# To be done:
Rewrite the records from the line with "For the evaluation set, tag each instance of the puppy's hind" to the line with "For the evaluation set, tag each instance of the seated", both lines included, and add 86 to every coordinate in the marked points while keeping the rest of each line unchanged. Leave the pictures out of your answer.

# Dataset:

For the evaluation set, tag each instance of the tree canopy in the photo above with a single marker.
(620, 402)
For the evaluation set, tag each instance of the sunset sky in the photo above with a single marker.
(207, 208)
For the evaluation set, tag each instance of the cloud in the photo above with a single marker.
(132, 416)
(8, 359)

* * *

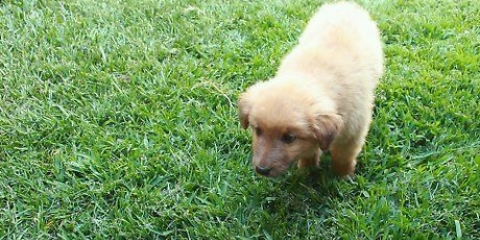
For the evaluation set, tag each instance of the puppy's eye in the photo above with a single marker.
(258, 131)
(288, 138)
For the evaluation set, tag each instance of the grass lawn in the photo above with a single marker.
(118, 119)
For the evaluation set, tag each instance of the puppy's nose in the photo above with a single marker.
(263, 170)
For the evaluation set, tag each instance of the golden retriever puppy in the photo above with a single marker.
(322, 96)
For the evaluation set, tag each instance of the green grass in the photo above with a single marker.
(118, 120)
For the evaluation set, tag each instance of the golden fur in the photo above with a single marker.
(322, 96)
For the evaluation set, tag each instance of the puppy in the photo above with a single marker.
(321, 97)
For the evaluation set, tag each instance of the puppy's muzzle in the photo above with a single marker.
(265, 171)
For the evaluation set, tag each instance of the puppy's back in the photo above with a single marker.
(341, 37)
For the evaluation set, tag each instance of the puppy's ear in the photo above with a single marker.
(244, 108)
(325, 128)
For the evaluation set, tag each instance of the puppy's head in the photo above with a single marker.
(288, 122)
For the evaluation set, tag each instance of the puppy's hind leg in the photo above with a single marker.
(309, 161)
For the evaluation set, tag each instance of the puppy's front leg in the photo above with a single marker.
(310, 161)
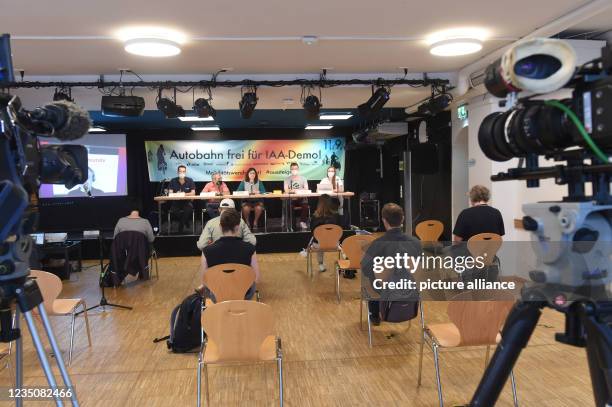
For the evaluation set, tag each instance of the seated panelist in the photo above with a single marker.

# The result:
For the evaluation set, tag each instance of the puppy's hind leg in the photo above with a single marker.
(395, 247)
For the evaluation set, tag each instance of the puppy's front leg in the photo above with a single marker.
(396, 247)
For the evaluation set, tag each instance of the seated panelist in the photo above with a single marker.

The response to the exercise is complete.